[Location identification items]
* * * *

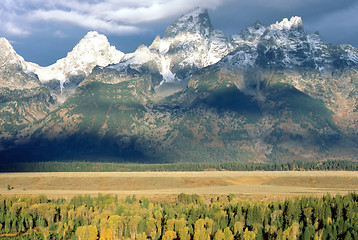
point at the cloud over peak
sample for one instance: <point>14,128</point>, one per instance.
<point>109,16</point>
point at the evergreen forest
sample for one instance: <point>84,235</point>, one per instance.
<point>191,217</point>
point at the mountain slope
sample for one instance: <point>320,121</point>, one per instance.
<point>64,75</point>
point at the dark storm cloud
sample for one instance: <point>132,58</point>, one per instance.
<point>337,21</point>
<point>38,25</point>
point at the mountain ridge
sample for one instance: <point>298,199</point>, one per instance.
<point>270,93</point>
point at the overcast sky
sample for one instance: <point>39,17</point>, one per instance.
<point>43,31</point>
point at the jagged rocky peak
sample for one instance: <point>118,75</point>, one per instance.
<point>196,21</point>
<point>8,55</point>
<point>294,23</point>
<point>94,49</point>
<point>249,35</point>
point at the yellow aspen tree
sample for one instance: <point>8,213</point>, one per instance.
<point>170,224</point>
<point>228,234</point>
<point>169,235</point>
<point>249,235</point>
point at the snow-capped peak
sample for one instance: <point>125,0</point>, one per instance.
<point>8,55</point>
<point>285,24</point>
<point>93,49</point>
<point>195,21</point>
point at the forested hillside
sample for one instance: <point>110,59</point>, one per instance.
<point>107,217</point>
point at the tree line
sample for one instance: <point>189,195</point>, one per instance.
<point>83,166</point>
<point>223,218</point>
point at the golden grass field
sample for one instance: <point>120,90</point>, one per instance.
<point>249,185</point>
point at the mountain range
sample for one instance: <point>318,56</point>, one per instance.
<point>268,93</point>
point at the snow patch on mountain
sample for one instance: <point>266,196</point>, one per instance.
<point>189,43</point>
<point>94,49</point>
<point>285,24</point>
<point>8,56</point>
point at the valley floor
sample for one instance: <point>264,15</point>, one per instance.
<point>161,185</point>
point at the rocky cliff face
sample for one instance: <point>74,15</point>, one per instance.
<point>269,93</point>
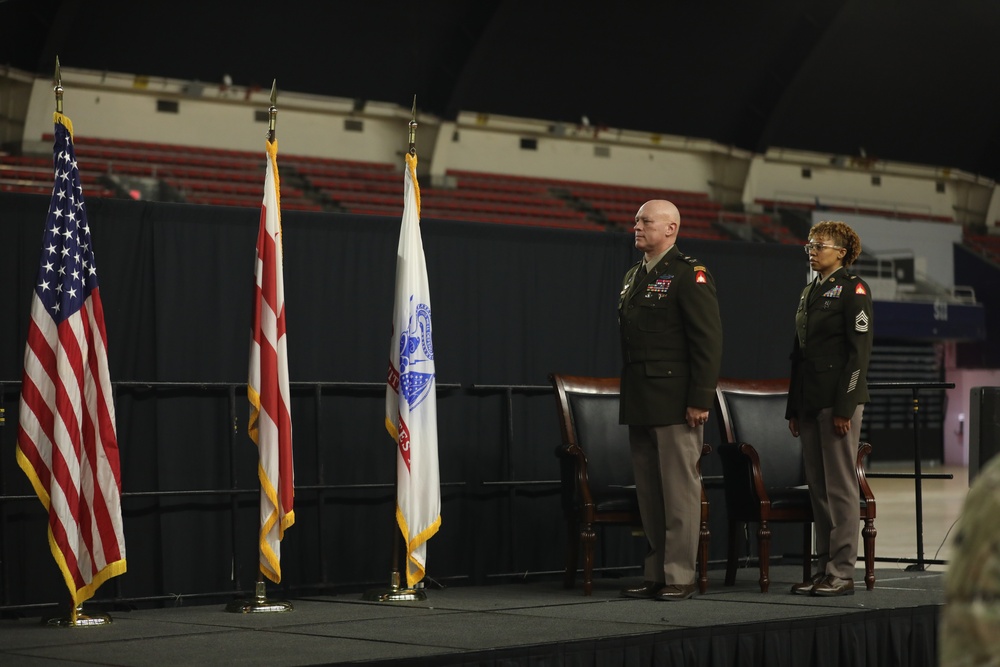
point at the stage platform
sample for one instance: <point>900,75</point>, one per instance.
<point>529,623</point>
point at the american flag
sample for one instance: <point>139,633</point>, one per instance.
<point>270,405</point>
<point>410,399</point>
<point>66,440</point>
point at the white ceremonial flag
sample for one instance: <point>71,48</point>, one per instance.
<point>410,400</point>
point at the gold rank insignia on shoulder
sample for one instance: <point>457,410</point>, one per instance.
<point>861,322</point>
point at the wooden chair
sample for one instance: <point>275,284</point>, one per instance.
<point>598,484</point>
<point>764,476</point>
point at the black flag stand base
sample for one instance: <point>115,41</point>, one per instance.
<point>395,593</point>
<point>81,621</point>
<point>260,603</point>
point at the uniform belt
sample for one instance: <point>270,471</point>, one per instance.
<point>633,356</point>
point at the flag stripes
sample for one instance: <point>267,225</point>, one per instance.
<point>67,443</point>
<point>270,424</point>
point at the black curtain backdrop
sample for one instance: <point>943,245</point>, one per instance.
<point>510,305</point>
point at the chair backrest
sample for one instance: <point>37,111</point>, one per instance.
<point>588,411</point>
<point>753,411</point>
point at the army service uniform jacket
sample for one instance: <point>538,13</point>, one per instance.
<point>671,337</point>
<point>832,347</point>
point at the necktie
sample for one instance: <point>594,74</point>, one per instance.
<point>640,275</point>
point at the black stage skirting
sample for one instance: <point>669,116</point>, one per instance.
<point>527,623</point>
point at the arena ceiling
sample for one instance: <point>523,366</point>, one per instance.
<point>904,80</point>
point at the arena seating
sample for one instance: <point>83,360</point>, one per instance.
<point>219,177</point>
<point>987,245</point>
<point>775,204</point>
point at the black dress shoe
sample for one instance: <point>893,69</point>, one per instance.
<point>832,586</point>
<point>672,592</point>
<point>649,589</point>
<point>805,588</point>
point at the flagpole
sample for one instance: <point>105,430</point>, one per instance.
<point>396,592</point>
<point>76,617</point>
<point>260,603</point>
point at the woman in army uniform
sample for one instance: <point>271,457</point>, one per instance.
<point>829,387</point>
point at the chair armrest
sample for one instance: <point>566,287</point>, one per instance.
<point>756,476</point>
<point>864,450</point>
<point>574,471</point>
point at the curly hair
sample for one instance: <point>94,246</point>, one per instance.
<point>841,234</point>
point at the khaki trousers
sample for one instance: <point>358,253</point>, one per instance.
<point>829,462</point>
<point>668,485</point>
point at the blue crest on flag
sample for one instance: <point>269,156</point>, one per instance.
<point>416,353</point>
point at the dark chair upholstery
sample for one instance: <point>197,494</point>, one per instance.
<point>764,477</point>
<point>598,484</point>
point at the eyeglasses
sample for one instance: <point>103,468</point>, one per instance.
<point>816,247</point>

* * * *

## Work to be completed
Reproduce the items word for word from their first line through the line containing "<point>223,218</point>", including that line. Leave the pictures out of your reply.

## Solved exercise
point at the cloud over peak
sample for one instance: <point>14,128</point>, one per instance.
<point>109,16</point>
point at the evergreen forest
sample for one instance: <point>84,235</point>, one per instance.
<point>191,217</point>
point at the mountain slope
sample for one instance: <point>320,121</point>, one per instance.
<point>64,75</point>
point at the dark storm cloud
sample for one instance: <point>132,58</point>, one per instance.
<point>337,21</point>
<point>38,25</point>
point at the mountain ridge
sample for one instance: <point>298,199</point>, one per instance.
<point>270,93</point>
point at the overcast sky
sample for one instance: <point>39,17</point>, one per instance.
<point>43,31</point>
point at the jagged rocky peak
sample for one instance: <point>118,75</point>, one per instance.
<point>196,21</point>
<point>8,55</point>
<point>294,23</point>
<point>94,49</point>
<point>249,35</point>
point at the yellow aspen tree
sample for one instance: <point>8,213</point>, one per instance.
<point>170,224</point>
<point>228,234</point>
<point>169,235</point>
<point>249,235</point>
point at the snow-capped peak
sample for one instance: <point>125,0</point>, one per instance.
<point>8,55</point>
<point>285,24</point>
<point>93,49</point>
<point>195,21</point>
point at the forested hillside
sample for one instance: <point>110,59</point>, one per instance.
<point>107,217</point>
point at the tree line
sample for one instance: <point>189,195</point>, one per instance.
<point>83,166</point>
<point>223,218</point>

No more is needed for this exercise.